* **What to produce**
Would you please copy each line of the data in which the string "Give" occurs?

* **Data records**
════

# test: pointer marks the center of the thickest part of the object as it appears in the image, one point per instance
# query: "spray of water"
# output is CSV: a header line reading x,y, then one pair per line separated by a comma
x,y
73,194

════

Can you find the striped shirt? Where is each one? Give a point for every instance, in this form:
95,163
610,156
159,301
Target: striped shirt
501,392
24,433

════

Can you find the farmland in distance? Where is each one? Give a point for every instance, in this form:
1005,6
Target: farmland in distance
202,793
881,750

════

* **Solution to this exercise**
Can you find the striped shirt? Where is each one? Give a point for every instance, in this form:
Can you find the farmland in distance? Where is each one? Give a point for every instance, in this form:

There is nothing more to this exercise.